— How to complete this task —
Below are the entries; transcribe them exactly and drop every picture.

— Stored data —
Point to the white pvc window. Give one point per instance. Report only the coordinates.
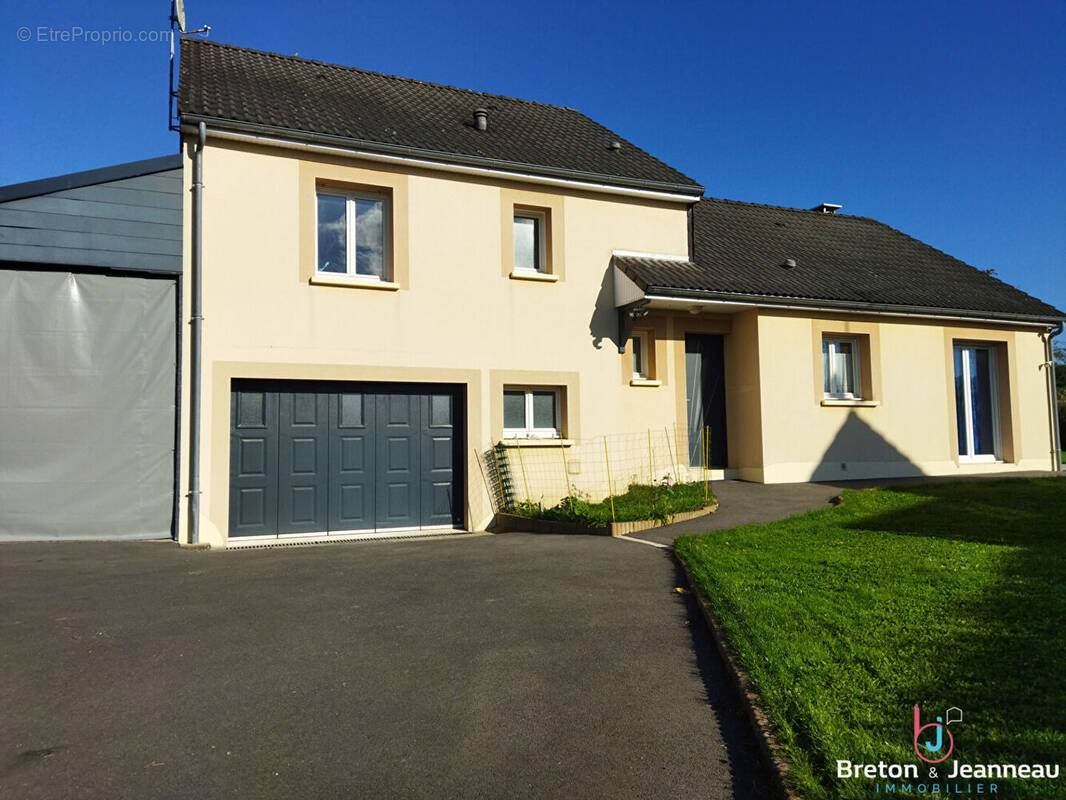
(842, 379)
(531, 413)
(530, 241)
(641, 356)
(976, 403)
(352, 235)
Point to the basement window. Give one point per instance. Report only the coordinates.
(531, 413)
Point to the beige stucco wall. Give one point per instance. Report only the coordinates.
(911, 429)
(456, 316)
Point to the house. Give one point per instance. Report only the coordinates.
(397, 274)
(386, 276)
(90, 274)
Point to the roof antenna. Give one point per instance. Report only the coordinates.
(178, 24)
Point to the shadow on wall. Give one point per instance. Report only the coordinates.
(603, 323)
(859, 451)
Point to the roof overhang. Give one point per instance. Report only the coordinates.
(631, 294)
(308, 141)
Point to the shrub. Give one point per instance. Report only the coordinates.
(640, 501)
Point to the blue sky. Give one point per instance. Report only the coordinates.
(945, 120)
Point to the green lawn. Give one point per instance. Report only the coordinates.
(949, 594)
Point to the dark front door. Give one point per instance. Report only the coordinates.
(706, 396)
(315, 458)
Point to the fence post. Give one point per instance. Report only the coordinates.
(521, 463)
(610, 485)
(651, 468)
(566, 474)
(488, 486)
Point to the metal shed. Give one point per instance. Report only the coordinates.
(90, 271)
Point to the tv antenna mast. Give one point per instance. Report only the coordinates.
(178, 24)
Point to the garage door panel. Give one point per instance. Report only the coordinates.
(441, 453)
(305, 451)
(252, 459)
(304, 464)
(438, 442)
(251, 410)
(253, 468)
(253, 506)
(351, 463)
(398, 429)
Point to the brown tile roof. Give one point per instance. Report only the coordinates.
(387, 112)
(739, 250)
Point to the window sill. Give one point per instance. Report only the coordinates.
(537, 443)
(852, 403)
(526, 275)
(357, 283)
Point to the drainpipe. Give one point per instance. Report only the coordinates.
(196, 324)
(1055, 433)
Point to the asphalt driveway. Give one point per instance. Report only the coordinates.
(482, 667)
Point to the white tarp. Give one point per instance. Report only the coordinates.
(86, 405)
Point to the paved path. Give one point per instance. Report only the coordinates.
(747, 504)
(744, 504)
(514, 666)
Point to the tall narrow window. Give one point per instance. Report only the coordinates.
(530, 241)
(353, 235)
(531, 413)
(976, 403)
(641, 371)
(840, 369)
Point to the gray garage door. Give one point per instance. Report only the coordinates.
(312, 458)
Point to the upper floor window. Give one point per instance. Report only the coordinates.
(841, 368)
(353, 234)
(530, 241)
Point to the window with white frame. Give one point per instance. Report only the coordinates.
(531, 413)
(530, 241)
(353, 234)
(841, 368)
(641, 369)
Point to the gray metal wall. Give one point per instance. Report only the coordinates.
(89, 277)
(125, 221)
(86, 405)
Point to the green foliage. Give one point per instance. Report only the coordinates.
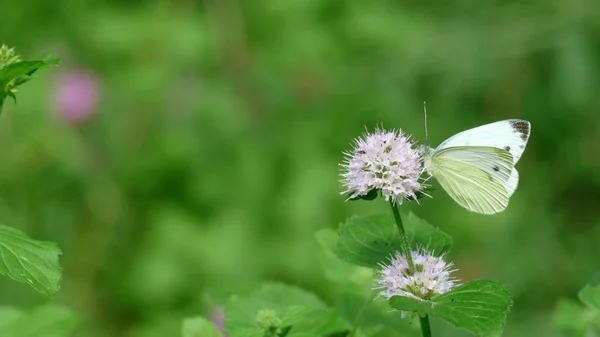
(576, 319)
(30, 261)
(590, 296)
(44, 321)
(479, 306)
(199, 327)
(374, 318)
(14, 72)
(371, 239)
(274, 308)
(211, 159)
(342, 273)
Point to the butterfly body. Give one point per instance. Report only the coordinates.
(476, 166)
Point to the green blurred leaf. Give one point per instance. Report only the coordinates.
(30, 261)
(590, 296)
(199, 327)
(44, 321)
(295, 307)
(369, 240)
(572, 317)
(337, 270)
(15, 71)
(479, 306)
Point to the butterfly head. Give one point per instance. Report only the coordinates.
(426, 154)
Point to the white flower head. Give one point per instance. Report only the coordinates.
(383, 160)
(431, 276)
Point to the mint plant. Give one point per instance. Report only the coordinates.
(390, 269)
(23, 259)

— Solved exercise —
Point to the white pvc window. Give one point per instance. Report only the coordinates.
(842, 379)
(531, 413)
(530, 241)
(641, 356)
(976, 403)
(352, 235)
Point to the basement window. Give one point per instance. Report only the coordinates.
(531, 413)
Point to the beige stucco wall. Give one point per instance. Report only the coordinates.
(911, 429)
(456, 316)
Point to the house. Give one point per instance. Report only the coordinates.
(397, 274)
(386, 276)
(90, 274)
Point to the roof antenna. Give one point per instance. Report only the coordinates.
(178, 24)
Point to the shadow on wall. Give one point per instance. Report only the coordinates.
(603, 323)
(859, 451)
Point to the roof overhang. Give one point per instance. Report only the coordinates.
(631, 294)
(308, 141)
Point to the shrub. Give one point per instance. Report only the coordinates.
(640, 501)
Point to the blue sky. Give one point per instance. Report only the coordinates.
(945, 120)
Point to the green lawn. Give one point per instance. Report only the coordinates.
(949, 594)
Point to the dark front door. Give one point per instance. Report only the coordinates.
(706, 396)
(315, 458)
Point to the fence post. Give one point per instance. Report only the coordinates.
(521, 463)
(610, 485)
(651, 468)
(566, 474)
(488, 486)
Point to the metal shed. Give one point per instance. Report only the coordinates.
(90, 271)
Point to the tv antenna mast. Give one point per instance. Report only the coordinates.
(178, 24)
Point to the garage door panel. Give one point per instance. Report only the coordinates.
(441, 453)
(305, 451)
(252, 459)
(304, 464)
(438, 442)
(251, 410)
(253, 468)
(253, 506)
(351, 463)
(398, 429)
Point to the brown tile roof. Give one point per instance. Report only the coordinates.
(387, 112)
(739, 250)
Point to the window sill. Give one point per instance. Report only the coordinates.
(537, 443)
(852, 403)
(526, 275)
(357, 283)
Point to the drainpipe. Give one point per instance. Report only the coordinates.
(196, 324)
(1055, 433)
Point to the asphalt driveway. Give one point per instance. Report only the coordinates.
(482, 667)
Point to the white tarp. Give one point per instance. Report only the coordinates.
(86, 405)
Point to the paved path. Give one point per instance. Report only the coordinates.
(747, 504)
(744, 504)
(514, 666)
Point to the tall narrow window. Give one point per instance. Report only the coordinates.
(530, 241)
(353, 235)
(531, 413)
(976, 403)
(641, 371)
(840, 369)
Point to the gray garage door. Give one point per instance. Report only the coordinates.
(312, 458)
Point to the upper floor window. Give one point per instance. Report only the coordinates.
(841, 368)
(353, 234)
(530, 241)
Point to the window with white frame. Give one point per instance. Report only the coordinates.
(531, 413)
(530, 241)
(353, 234)
(841, 368)
(641, 369)
Point to the gray metal wall. Give one point per instance. Report only the coordinates.
(89, 277)
(125, 221)
(86, 405)
Point to the green foliage. Give one point per instance. Report only the coordinates.
(576, 319)
(30, 261)
(590, 296)
(44, 321)
(479, 306)
(199, 327)
(374, 318)
(14, 72)
(371, 239)
(274, 308)
(211, 159)
(342, 273)
Point to the butterfly body. Give one point per instance. Report only the coordinates.
(476, 166)
Point to the green blurred leaf. Give one point per instance. Report only the coordinates.
(30, 261)
(590, 296)
(199, 327)
(44, 321)
(295, 307)
(369, 240)
(572, 317)
(337, 270)
(15, 71)
(479, 306)
Point to the butterfly head. Give one point per instance. Report only the coordinates.
(426, 154)
Point to the white flower head. Give one point per instance. Report only the coordinates.
(383, 160)
(431, 276)
Point to the mint plant. Give one point per instance. Report only the coordinates.
(390, 269)
(23, 259)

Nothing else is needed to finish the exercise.